[Dataset entries]
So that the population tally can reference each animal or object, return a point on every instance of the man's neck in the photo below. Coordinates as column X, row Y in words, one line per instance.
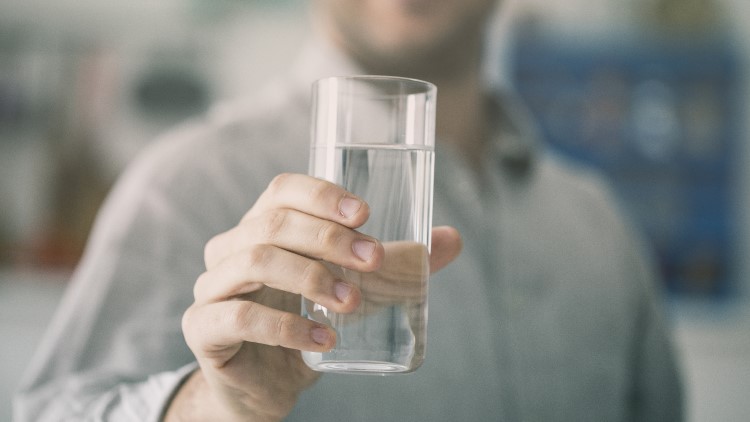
column 462, row 117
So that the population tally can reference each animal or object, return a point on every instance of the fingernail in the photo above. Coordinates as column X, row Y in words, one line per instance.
column 320, row 335
column 343, row 291
column 363, row 249
column 349, row 206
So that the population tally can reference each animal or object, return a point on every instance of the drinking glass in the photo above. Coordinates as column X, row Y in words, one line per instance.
column 375, row 137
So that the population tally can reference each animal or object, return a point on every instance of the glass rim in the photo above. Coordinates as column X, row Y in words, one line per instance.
column 419, row 86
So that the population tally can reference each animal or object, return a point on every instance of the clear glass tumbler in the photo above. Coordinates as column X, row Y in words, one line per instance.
column 375, row 136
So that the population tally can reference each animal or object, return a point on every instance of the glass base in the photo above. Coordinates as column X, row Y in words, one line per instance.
column 360, row 367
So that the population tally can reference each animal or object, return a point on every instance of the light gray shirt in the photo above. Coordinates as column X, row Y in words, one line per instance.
column 551, row 313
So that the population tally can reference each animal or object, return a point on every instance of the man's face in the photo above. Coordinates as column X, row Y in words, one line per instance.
column 393, row 33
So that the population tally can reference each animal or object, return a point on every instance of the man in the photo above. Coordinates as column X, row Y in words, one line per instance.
column 548, row 314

### [Work to complete]
The answer must be the line containing "the glass base" and every line after it to the end of the data, each set down exactly.

### [Task output]
So that the population tally can reference each animal or object, return a point on every instance of the glass base in the photo above. Coordinates as column X, row Y in words, one line per instance.
column 360, row 367
So that the population tally can reference each animal or object, return a point on every instance of the light gray shirt in the photo above. Coordinates as column X, row Y in words, one line per instance.
column 551, row 313
So that the population tally can reference each animal or object, return a point on every instance of the man's face in the photo above. Coordinates as column X, row Y in words, one line per instance.
column 393, row 33
So that the population tally can reference each animal or object, return a point on every instance of the man in the photo above. Coordinates as column X, row Y in words, one line per instance.
column 548, row 314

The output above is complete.